+++ Textauszug

2.3. Die Beschwerde wendet unter dem Gesichtspunkt der Verletzung von Verfahrensvorschriften ein, die belangte Behörde habe ihre Beurteilung auf Gutachten gestützt, die bereits mehr als drei Jahre alt und daher nicht mehr als Entscheidungsgrundlage zur Beurteilung der Zugehörigkeit zum Personenkreis der begünstigten Behinderten geeignet gewesen seien. Hätte die belangte Behörde neue Gutachten eingeholt, so wäre sie zu einem für die Beschwerdeführerin günstigeren Bescheidergebnis gelangt.

Außerdem habe die belangte Behörde, indem sie ihrer Entscheidung Gutachten aus den Jahren 2007 bis 2009 zugrunde gelegt habe, neuerlich eine implizite rückwirkende Feststellung über die Zugehörigkeit zum Personenkreis der begünstigten Behinderten getroffen.

++++++

Welchen Jahren entstammen die Gutachten, auf die die belangte Behörde laut dem Textauszug ihre Entscheidung gestützt hat?

+++ Datenauszüge

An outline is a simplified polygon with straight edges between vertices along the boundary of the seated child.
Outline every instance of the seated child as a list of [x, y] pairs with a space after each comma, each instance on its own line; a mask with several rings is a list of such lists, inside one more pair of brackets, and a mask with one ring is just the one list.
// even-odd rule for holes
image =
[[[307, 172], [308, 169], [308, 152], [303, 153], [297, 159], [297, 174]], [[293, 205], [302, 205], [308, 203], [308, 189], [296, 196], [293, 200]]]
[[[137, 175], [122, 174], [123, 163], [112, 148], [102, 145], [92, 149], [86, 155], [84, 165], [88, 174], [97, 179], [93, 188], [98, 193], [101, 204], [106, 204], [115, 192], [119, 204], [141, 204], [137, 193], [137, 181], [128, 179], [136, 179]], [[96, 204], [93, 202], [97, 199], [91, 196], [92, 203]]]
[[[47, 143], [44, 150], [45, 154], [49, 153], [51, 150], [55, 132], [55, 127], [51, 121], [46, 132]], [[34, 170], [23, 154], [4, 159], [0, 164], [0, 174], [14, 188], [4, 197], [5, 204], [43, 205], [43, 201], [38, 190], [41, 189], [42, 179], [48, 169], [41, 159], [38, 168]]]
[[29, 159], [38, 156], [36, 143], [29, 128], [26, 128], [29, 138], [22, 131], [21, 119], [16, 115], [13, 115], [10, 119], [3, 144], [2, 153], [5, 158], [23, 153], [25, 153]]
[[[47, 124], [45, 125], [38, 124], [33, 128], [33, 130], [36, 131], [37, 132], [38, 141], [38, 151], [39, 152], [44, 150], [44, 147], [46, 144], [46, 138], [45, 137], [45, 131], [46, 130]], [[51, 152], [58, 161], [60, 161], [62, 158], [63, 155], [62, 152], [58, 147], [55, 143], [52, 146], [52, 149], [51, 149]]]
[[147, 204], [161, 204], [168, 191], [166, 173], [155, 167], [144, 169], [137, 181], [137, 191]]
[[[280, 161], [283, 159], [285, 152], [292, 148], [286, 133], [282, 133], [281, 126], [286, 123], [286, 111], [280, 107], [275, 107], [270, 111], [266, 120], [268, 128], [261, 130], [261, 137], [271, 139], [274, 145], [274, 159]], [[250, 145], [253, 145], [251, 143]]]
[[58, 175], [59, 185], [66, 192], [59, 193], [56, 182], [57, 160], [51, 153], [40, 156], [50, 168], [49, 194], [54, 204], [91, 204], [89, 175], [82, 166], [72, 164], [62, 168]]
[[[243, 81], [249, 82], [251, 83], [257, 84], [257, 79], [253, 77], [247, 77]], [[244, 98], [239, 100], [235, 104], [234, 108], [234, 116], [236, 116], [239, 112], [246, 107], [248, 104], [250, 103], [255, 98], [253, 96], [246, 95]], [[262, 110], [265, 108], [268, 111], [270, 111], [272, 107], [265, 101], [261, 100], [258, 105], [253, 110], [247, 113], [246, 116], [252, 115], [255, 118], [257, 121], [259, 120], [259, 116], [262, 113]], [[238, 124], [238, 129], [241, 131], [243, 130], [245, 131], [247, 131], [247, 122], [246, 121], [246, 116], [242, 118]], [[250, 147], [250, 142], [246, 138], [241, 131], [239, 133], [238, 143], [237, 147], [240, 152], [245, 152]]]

++++++

### Antwort
Den Jahren 2007 bis 2009.